(Stored dataset rows)
══════════════════════════════

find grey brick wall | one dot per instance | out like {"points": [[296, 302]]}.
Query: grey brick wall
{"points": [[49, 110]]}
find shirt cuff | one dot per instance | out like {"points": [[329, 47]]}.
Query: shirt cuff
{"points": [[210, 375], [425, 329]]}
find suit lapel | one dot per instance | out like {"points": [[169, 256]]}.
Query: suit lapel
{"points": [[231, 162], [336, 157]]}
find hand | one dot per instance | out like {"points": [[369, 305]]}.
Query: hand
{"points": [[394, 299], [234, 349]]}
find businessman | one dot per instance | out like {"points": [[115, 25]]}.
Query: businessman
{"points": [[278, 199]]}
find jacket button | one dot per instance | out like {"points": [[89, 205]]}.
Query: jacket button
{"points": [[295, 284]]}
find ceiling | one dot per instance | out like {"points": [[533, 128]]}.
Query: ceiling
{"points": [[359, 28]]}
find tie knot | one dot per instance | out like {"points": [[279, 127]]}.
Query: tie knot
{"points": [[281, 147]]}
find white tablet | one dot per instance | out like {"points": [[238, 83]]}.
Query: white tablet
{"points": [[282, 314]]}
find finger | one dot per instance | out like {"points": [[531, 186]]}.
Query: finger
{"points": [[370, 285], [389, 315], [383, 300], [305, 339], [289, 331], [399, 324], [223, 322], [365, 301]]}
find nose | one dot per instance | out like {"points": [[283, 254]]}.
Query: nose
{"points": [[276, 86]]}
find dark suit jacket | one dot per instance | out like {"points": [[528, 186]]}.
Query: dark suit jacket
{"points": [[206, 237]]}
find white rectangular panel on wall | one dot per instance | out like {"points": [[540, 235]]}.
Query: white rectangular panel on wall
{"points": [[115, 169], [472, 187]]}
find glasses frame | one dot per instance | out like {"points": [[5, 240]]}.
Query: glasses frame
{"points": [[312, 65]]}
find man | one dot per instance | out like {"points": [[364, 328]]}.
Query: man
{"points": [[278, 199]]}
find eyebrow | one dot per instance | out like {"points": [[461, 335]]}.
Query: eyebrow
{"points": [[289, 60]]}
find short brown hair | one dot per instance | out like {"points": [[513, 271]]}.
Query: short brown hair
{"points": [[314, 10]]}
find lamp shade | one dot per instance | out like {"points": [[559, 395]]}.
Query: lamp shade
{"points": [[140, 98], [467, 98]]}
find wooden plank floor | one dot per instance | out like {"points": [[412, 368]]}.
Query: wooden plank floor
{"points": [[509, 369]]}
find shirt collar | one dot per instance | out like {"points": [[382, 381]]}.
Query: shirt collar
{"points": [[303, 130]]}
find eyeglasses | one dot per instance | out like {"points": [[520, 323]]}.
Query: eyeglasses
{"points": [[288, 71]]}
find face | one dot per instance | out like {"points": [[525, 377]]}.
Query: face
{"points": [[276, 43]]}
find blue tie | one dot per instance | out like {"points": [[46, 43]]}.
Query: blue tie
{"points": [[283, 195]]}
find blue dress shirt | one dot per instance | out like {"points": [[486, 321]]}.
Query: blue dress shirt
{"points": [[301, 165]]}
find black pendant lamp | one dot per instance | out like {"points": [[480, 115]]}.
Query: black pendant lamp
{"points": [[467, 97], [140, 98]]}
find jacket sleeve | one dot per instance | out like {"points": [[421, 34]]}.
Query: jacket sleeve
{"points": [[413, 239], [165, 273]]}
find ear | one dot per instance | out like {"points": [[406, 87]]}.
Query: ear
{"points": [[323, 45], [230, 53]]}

══════════════════════════════

# Written exercise
Write out the rows again, starting with the line with "find eyeglasses |" and going on through the end of the rows, requests included. Shift every point coordinate in the answers up by 145.

# Worked solution
find eyeglasses | one dot per instance | out like {"points": [[520, 323]]}.
Query: eyeglasses
{"points": [[433, 216]]}
find face | one dot per instance | out like {"points": [[525, 377]]}.
Query: face
{"points": [[421, 188]]}
find blue tie | one dot per instance | out like {"points": [[46, 43]]}.
Query: blue tie
{"points": [[428, 340]]}
find blue dress shirt | one dot per instance | out like {"points": [[486, 321]]}.
Query: blue dress shirt
{"points": [[446, 310]]}
find black pendant lamp | one dot per instance | out like {"points": [[480, 115]]}.
Query: black pendant lamp
{"points": [[612, 242], [285, 243]]}
find jacket sleeve | one dot per instance | out like {"points": [[421, 34]]}.
Query: jacket sleeve
{"points": [[558, 384], [310, 418]]}
find ear | one dot per instance | out like {"points": [[406, 87]]}.
Query: ear
{"points": [[468, 190], [375, 198]]}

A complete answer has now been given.